- **STATED EXERCISE 1**
Reproduce word for word the part of the horror film review starting with "The loving and" and going on through "she's lost forever?".
╭─ SOURCE TEXT
The only real evil afoot here is the painful boredom that kills this badly acted possession horror film.

By Trevor WellsPublished 3 years ago 5 min read
4

At first, it seemed the Ryan family lucked out on their recent move. With a beautiful new house in a peaceful neighborhood, it initially appeared to be the perfect place for Michael (Kelton Jones) and his family--consisting of wife Katie (Alena Gerard) and their daughters Kristen and Maddy (Tara Milante and Sophia Sparks). But not long after their arrival, Michael and his children begin to notice odd behaviors from Katie.

The loving and upbeat wife and mother they once knew is now replaced with a sullen and erratic stranger. As Michael and his daughters try to find out what's happening to Katie, Michael begins to learn the truth behind their house. Beneath the home's idyllic front lies a disturbing past--and an evil force that has Katie in its clutches. Can Michael and his children save Katie before she's lost forever?

The last horror movie I had on my review plate was one House of the Witch, an averagely written haunted house movie that showed how a paint-by-numbers story can be livened up with the right touch. With an enthrallingly spooky atmosphere and earnest cast, the movie was able to rise above its generic script and two-dimensional characters. This review's subject, however, doesn't fare as well. In addition to being a thoroughly generic and personality-devoid possession movie, The Evil Down the Street has a whole host of other problems that make it borderline painful to get through.
╰─
╭─ DATASET
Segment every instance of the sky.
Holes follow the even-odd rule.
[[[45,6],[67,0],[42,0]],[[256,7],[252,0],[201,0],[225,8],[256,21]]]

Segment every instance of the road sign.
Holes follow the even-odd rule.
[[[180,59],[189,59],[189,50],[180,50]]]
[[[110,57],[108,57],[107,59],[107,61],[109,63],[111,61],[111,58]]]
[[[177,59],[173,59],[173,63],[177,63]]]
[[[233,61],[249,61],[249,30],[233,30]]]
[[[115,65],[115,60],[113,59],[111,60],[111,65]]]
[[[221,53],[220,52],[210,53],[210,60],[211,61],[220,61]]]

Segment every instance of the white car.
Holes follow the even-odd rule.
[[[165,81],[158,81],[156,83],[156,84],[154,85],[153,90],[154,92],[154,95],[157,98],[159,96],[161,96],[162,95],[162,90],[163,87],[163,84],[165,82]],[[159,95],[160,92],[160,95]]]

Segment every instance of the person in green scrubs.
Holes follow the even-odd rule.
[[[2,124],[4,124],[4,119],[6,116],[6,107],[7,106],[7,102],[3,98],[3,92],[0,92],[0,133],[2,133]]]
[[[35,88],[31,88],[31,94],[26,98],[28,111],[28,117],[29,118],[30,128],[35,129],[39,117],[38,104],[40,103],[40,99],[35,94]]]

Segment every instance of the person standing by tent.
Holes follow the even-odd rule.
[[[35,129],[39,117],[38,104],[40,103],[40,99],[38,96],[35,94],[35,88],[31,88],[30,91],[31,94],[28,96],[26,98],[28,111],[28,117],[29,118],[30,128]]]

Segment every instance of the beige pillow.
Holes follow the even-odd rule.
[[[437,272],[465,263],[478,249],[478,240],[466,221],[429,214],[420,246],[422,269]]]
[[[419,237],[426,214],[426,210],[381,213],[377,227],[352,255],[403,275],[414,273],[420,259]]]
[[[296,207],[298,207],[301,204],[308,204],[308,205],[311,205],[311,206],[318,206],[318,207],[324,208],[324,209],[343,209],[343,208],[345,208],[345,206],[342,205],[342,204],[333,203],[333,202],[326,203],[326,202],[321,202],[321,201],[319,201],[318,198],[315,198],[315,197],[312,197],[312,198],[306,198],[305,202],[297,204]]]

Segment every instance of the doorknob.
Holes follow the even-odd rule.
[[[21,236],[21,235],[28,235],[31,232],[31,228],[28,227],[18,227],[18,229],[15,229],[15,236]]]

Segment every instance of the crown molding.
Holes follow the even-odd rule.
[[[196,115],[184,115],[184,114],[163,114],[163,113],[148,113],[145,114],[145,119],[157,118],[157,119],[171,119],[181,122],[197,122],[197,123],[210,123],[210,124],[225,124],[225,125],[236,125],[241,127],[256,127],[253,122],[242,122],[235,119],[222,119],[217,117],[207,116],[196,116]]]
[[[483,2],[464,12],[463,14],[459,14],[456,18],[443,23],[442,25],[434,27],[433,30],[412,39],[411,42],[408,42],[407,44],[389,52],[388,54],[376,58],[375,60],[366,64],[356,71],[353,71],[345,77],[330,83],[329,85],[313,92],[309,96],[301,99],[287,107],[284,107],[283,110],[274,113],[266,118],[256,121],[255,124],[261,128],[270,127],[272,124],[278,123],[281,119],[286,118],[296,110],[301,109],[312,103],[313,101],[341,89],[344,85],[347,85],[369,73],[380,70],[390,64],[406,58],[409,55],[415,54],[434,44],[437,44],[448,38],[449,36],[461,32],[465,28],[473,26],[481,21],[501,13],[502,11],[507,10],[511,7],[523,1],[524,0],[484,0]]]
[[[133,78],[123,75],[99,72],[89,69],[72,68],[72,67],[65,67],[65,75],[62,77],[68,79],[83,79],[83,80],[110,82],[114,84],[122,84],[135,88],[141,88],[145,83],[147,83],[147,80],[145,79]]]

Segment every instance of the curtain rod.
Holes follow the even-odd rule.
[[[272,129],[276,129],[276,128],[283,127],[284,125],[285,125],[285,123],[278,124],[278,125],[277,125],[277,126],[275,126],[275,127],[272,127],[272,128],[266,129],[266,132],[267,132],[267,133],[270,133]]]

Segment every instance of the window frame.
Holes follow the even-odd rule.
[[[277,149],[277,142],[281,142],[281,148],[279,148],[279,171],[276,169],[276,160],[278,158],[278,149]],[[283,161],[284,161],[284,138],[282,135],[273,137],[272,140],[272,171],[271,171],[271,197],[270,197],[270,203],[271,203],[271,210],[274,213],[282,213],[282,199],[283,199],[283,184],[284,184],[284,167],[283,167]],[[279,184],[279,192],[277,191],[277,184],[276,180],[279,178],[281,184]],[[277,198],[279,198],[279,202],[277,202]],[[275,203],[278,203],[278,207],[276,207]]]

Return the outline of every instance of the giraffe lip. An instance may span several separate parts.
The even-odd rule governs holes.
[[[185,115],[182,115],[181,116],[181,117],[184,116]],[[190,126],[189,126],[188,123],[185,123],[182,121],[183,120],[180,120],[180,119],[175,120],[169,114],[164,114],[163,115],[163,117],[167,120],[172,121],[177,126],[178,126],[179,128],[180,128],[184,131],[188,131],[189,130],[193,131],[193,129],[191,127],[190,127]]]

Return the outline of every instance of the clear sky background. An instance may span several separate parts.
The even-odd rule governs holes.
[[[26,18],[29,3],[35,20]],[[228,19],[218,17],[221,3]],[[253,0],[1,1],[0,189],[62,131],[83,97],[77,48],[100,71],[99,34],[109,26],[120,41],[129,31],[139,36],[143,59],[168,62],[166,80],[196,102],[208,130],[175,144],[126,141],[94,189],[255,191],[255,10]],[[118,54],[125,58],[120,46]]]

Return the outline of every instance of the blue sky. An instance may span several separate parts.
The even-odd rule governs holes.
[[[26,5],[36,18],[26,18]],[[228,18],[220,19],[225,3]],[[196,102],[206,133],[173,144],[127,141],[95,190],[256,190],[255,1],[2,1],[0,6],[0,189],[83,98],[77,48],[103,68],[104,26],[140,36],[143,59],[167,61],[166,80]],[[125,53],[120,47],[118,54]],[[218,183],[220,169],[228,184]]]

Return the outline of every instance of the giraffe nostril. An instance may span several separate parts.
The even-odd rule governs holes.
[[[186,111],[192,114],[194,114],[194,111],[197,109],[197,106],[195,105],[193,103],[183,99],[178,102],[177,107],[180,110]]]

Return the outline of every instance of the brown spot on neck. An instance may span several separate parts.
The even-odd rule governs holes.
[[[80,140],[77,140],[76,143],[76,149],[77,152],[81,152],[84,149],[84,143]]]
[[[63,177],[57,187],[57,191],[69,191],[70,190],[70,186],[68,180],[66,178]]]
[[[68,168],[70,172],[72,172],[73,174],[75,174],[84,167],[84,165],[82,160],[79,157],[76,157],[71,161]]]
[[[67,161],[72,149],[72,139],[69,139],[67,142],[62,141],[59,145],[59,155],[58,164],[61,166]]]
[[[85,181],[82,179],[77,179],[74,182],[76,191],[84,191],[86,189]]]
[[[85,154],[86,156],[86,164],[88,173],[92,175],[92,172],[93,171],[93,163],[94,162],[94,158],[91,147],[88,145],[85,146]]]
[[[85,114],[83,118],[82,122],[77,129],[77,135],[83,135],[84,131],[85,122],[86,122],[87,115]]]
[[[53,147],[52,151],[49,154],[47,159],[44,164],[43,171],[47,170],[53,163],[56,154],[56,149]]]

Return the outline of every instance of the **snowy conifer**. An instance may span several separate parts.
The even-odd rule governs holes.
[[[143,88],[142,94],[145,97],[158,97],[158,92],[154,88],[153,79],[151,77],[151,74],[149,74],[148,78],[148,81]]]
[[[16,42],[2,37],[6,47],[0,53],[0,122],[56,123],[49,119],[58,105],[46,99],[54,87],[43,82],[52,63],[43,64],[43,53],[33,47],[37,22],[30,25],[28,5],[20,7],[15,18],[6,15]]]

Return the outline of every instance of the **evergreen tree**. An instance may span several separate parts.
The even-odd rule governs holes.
╰─
- **STATED EXERCISE 2**
List every line of the records that contains the word "Segment", copying each line in full.

- **EXERCISE ANSWER 1**
The loving and upbeat wife and mother they once knew is now replaced with a sullen and erratic stranger. As Michael and his daughters try to find out what's happening to Katie, Michael begins to learn the truth behind their house. Beneath the home's idyllic front lies a disturbing past--and an evil force that has Katie in its clutches. Can Michael and his children save Katie before she's lost forever?

- **EXERCISE ANSWER 2**
Segment every instance of the sky.
Segment every instance of the road sign.
Segment every instance of the white car.
Segment every instance of the person in green scrubs.
Segment every instance of the person standing by tent.
Segment every instance of the beige pillow.
Segment every instance of the doorknob.
Segment every instance of the crown molding.
Segment every instance of the curtain rod.
Segment every instance of the window frame.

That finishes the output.